> _Zitierter Auszug_
==========

Auch wegen der Pandemie sieht man immer häufiger Projekte, die draußen stattfinden, nicht in den Städten und auch an ungewohnten Orten. Da ist es für die Besucher*innen oft schwierig, einen Zugang zu finden. Wie siehst du das?
Für mich ist es natürlich wichtig, dass Leute meine Kunst sehen, ich plane die Besucher*innen als elementare Bestandteile der Ausstellung mit ein. Deshalb würde es für mich keinen Sinn ergeben, wenn keiner die Ausstellung sieht. Ein Ort wie das Gut Kerkow ermöglicht es, dass Besucher*innen kommen. Auch solche, die vielleicht anders mit der Kunst umgehen. Ich finde, es sollten öfter solche Projekte umgesetzt werden. Es gibt so viele Zwischenräume, die nicht genutzt werden, auch im öffentlichen Raum. Wie beim „Public Gardening“ sollten diese Nischen entdeckt und zurückgewonnen werden für soziale und kulturelle Begegnungen. Man trifft auf andere Leute und begegnet sich anders, ob nun in einer Ausstellung oder in einem Gemüsegarten. Die Pandemie hat es ja noch mal verdeutlicht. Die Kunstszene ist ein in sich geschlossener soziale Ausschnitt. Das ist natürlich in vielen Branchen so, aber speziell in der Kunst könnte man sich ja erhoffen, dass es dort freier ist. Das wäre schön, wenn das passiert.

==========

> _Bereitgestelltes Material_

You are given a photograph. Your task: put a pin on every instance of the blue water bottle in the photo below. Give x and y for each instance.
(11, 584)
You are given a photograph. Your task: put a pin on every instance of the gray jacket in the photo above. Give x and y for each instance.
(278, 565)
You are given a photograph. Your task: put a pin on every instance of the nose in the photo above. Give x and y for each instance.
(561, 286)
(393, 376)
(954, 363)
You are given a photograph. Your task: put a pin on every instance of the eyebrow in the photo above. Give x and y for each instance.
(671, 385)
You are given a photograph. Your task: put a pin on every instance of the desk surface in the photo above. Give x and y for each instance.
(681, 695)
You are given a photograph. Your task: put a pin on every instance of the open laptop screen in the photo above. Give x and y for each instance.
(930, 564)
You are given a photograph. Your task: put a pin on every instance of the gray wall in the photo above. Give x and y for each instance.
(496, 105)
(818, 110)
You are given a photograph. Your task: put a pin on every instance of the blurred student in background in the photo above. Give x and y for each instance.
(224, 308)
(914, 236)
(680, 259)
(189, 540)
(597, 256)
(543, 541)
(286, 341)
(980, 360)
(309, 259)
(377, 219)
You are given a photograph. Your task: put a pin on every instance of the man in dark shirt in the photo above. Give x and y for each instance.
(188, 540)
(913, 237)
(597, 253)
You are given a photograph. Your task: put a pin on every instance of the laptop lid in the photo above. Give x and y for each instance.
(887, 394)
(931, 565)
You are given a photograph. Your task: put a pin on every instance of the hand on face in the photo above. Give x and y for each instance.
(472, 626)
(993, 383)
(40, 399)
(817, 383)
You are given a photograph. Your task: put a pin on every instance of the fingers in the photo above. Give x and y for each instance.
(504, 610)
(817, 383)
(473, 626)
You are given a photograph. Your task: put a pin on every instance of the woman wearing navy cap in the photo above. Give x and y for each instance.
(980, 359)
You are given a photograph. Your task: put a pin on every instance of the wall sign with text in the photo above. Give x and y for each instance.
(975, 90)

==========

> _Aufgabe_
Schreibe das Interview über Kunstprojekte an ungewohnten Orten im Anschluss an seinen letzten Satz weiter. Die Zeilen stehen in keinem Zusammenhang mit dem Interview.

> _Lösung_
Catherine Biocca: Mock Object, 2021, Installationsansicht, SPACED OUT at Gut Kerkow.

Mich interessiert dein Umgang mit den Räumen im Gut Kerkow. Wie war es für dich, diesen Space zu bespielen?
Ich versuche immer, mit dem Raum zu arbeiten, natürlich besonders wenn es eigentlich kein kunstspezifischer Raum ist. Im White Cube versuche ich, den Raum zu verstecken oder so zu entstellen, dass wenig vom ursprünglichen Raum übrigbleibt. Bei einer Gruppenausstellung ist das natürlich nicht immer möglich. Aber bei Solo-Shows versuche ich, die Räume bewusst aufzubrechen. Bei dem Projekt in Kerkow habe ich eine andere Strategie verfolgt, fast das Gegenteil. Hier sollten die Arbeiten sich in den Raum einfügen. Ich löse den Raum nicht auf, die Arbeiten werden vom Raum absorbiert.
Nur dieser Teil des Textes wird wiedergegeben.